RFC-0270: Zircon Virtual Interrupt Signals

RFC-0270: Zircon Virtual Interrupt Signals
StatusAccepted
Areas
  • Kernel
Description

Proposes a new signal for virtual interrupt objects.

Issues
Gerrit change
Authors
Reviewers
Date submitted (year-month-day)2025-04-02
Date reviewed (year-month-day)2025-04-16

Problem Statement

We need a better way to demultiplex shared interrupts and manage the acknowledged/unacknowledged state of virtual interrupts. See Extended Problem Statement section below for more detail.

Summary

This RFC proposes adding a new Zircon signal to virtual interrupt objects that remains asserted when the virtual interrupt object is in the "untriggered" state.

Background

Physical vs. Virtual Interrupts

Zircon interrupt objects come in two flavors, Physical interrupts, and Virtual interrupts.

Physical interrupt objects logically represent an interrupt signal delivered through the system's interrupt controller, sometimes via a PCIe bus, and other times directly to the controller via platform or SoC specific routing. In contrast, virtual interrupt objects do not directly represent signals which originate from non-CPU hardware. Instead, virtual interrupts are created by programs in order to look like a physical interrupt, however they can only become signaled when software calls zx_interrupt_trigger on the object.

Custom waiting interfaces

Interrupt objects do not currently use the standard Zircon signaling system in order to notify a client that an interrupt has been received. While they can be bound to a port and deliver a port packet when an IRQ is received, and they can be used to block a thread until an IRQ is received, they do not use the standard zx_object_wait_one/zx_object_wait_many or zx_object_wait_async syscalls to achieve this behavior. Instead, users must use zx_interrupt_bind to bind an interrupt object to a port object if they wish to receive port packets, and must use zx_interrupt_wait if they want to block a thread. Only one logical wait operation can be pending on an interrupt object at a time, arbitrary numbers of wait operations are not supported. Once a thread has unblocked or a port packet has been delivered, an interrupt needs to be "acknowledged" before it can become signaled again.

________________________

Written request: Reproduce the passage of the Zircon virtual interrupt signals RFC from "This RFC proposes" up to and including "on the object.".

Lines of data
________________________

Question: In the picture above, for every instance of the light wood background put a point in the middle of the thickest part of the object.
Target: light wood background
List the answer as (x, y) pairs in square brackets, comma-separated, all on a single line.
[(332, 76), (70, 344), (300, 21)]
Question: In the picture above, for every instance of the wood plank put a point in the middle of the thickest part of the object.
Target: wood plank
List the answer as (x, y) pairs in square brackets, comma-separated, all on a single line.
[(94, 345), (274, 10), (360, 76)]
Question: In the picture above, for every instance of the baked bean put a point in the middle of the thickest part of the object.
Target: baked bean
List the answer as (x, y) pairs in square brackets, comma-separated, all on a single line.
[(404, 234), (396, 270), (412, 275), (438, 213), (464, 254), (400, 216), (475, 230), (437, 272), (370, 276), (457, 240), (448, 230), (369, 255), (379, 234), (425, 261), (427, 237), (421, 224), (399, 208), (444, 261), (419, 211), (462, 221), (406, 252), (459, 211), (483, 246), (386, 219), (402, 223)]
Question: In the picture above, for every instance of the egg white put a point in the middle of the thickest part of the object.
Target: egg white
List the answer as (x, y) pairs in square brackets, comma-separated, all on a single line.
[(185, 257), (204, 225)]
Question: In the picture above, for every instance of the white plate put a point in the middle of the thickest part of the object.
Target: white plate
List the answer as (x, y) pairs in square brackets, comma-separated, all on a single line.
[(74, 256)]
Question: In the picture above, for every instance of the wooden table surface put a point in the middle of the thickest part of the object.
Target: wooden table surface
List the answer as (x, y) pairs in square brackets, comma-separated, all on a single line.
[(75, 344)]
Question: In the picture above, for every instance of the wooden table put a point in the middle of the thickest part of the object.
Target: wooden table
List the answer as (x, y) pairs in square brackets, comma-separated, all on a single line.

________________________

Answer to the problem:
This RFC proposes adding a new Zircon signal to virtual interrupt objects that remains asserted when the virtual interrupt object is in the "untriggered" state.

Background

Physical vs. Virtual Interrupts

Zircon interrupt objects come in two flavors, Physical interrupts, and Virtual interrupts.

Physical interrupt objects logically represent an interrupt signal delivered through the system's interrupt controller, sometimes via a PCIe bus, and other times directly to the controller via platform or SoC specific routing. In contrast, virtual interrupt objects do not directly represent signals which originate from non-CPU hardware. Instead, virtual interrupts are created by programs in order to look like a physical interrupt, however they can only become signaled when software calls zx_interrupt_trigger on the object.